## TEXT

*** Begin section ***

I should have listened to my medical school classmates and gone into gas or rad-onc.
 
I hedge. There's no other option.

Really, taking some of a bladder tumor, half of it being burnt to a crisp, and expecting me to give it a final stage is like asking me to pull rabbits out of my ass.

The most I can say is either lamina propria invasion or muscularis propria invasion present or absent, with the caveats that a) this may not represent the entire lesion if not entirely excised, and b) its burnt which makes examination of those regions futile.

T3 cannot be graded on a biopsy. Neither can T4. The urologists should know this. Their NCCN billing concern is irrelevant to me.

I'd give them a polite but firm schooling about the realities of the situation. They certainly don't get calls from me on the phone demanding they plunk down hard cash on a cold knife so the biopsies aren't half trash. No other specialist will dictate how I practice. This should be the case for all pathologists. Full stop.

*** End section ***

## DATA RECORDS
*** Begin section ***

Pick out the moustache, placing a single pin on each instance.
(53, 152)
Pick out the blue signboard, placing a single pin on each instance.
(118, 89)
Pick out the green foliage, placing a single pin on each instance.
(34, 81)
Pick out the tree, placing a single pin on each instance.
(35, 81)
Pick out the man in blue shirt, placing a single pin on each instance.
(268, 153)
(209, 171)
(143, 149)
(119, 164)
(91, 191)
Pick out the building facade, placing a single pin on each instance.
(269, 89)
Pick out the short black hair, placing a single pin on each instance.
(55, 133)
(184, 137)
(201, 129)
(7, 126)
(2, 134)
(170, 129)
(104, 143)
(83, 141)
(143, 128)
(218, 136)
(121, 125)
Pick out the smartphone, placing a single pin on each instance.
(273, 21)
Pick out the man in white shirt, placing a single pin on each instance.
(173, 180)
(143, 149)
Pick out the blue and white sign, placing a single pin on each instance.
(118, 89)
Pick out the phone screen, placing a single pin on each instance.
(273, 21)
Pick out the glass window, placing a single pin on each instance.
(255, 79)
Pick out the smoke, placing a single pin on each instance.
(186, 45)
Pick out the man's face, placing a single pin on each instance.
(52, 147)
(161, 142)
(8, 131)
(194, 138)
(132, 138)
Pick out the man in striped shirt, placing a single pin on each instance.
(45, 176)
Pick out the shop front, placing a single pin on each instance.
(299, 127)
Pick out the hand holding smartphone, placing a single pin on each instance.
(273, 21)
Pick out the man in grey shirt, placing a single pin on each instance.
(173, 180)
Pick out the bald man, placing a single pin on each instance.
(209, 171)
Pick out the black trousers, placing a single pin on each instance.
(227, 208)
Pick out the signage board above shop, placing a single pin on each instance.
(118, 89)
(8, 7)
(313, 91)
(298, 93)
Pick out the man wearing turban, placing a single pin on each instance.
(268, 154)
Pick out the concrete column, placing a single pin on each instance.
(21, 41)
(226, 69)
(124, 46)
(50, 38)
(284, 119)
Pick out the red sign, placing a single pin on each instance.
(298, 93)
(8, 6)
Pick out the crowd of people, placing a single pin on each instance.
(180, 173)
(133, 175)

*** End section ***

## WORK ITEM A
Which specific medical fields or kinds of specialists does the post about staging bladder tumor biopsies name? List each one in the post's own wording.
## WORK ITEM B
Can you duplicate the post about staging bladder tumor biopsies word for word, starting with "The most I can" and going on through "those regions futile."?
## WORK ITEM C
Can you go on with the post about staging bladder tumor biopsies from the point where it stops?

## ANSWER AREA A
gas, rad-onc, urologists, pathologists

## ANSWER AREA B
The most I can say is either lamina propria invasion or muscularis propria invasion present or absent, with the caveats that a) this may not represent the entire lesion if not entirely excised, and b) its burnt which makes examination of those regions futile.

## ANSWER AREA C
Ziehl-Nielsen is right; pathologists are doormats, probably because half of our ilk couldn't get a job in another specialty due to English-language difficulties, academic sub-mediocrity, frank racism and prejudice, or fraud. People are more likely to supplicate when desperate.

I should have gone for derm. Or urology. Ha.
 
Thanks for everyone's feedback, just wanted to get an idea of what other people are doing.

No other specialist will dictate how I practice. This should be the case for all pathologists. Full stop.

In principle, I agree. But, I will begrudgingly concede :annoyed: Don't want to lose those prostate biopsies, and gotta keep the lights on...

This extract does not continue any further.